- **Problem set**:
(1) According to the piece on NHS dental care below, why is it so hard to find an NHS dentist? Answer in one to three sentences.
(2) Answer these questions using the piece on NHS dental care below:
(a) In what kind of area is finding an NHS dentist especially difficult?
(b) For which appointments can NHS waiting times be especially long?
(c) Which people find the cost of treatment especially hard to afford?

- **Selected extract**:
* * *

Accessing NHS dental care in the UK can be a challenge for many people. This has worsened over the last 10 years due to cuts in healthcare and a most definitely since the start of the pandemic and Brexit.
While the NHS offers dental services to all UK residents, there are a number of barriers that can prevent people from getting the care they need.
Here are some of the key problems with accessing NHS dental care in the UK:
1. Lack of availability: One of the biggest issues with accessing NHS dental care in the UK is a lack of availability. According to recent studies, many people struggle to find an NHS dentist in their area. This is especially true in rural areas, where there are fewer dentists available.
You’d think this were a population problem but you would be mistaken. This shortage is due to a shortage of dentists and hygienists in the UK. Brexit has added to this shortage as has underfunding of the sector.
2. Long waiting times: Even if you are able to find an NHS dentist, you may have to wait a long time to get an appointment. Studies have shown that waiting times for NHS dental appointments can be very long, especially for routine check-ups and cleanings.
3. Cost: While NHS dental care is supposed to be free or low-cost, many people still struggle to afford the cost of treatment. This is especially true for people who require multiple treatments or who need more extensive dental work.
It’s wild to me how dentists are not in hospitals or doctors surgeries. Dental care is healthcare and should all come under the same banner. Many treatments are private treatments as well and not accessible to most people, much like private healthcare is not accessible.

* * *

Point localization data:
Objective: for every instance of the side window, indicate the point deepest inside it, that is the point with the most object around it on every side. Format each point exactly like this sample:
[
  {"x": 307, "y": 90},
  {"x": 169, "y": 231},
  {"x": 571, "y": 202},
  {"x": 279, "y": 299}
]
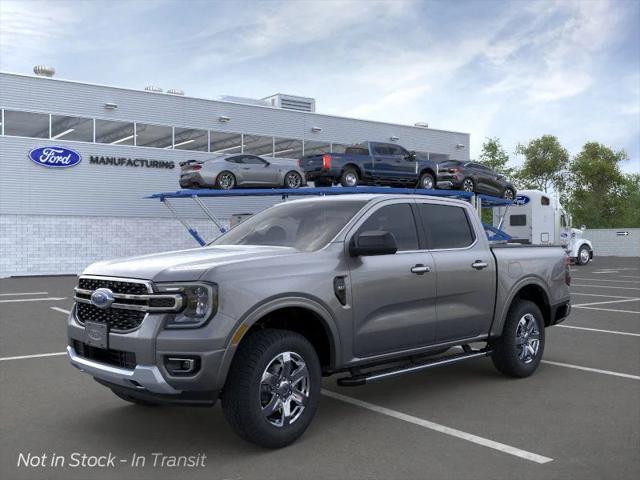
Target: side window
[
  {"x": 397, "y": 219},
  {"x": 445, "y": 226},
  {"x": 518, "y": 220}
]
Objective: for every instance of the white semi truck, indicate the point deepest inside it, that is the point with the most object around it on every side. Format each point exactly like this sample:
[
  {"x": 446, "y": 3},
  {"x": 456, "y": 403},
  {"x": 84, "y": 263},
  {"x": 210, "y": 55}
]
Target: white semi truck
[{"x": 537, "y": 218}]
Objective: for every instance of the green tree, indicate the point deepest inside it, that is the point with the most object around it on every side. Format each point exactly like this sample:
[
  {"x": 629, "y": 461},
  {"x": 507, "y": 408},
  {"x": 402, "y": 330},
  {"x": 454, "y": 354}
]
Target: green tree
[
  {"x": 545, "y": 162},
  {"x": 495, "y": 157},
  {"x": 599, "y": 194}
]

* * *

- **Solutions to each task**:
(1) The shortage is not a population problem. It comes from a shortage of dentists and hygienists in the UK, which Brexit and underfunding of the sector have made worse.

(2)
(a) Rural areas, where fewer dentists are available.
(b) Routine check-ups and cleanings.
(c) People who need multiple treatments or more extensive dental work.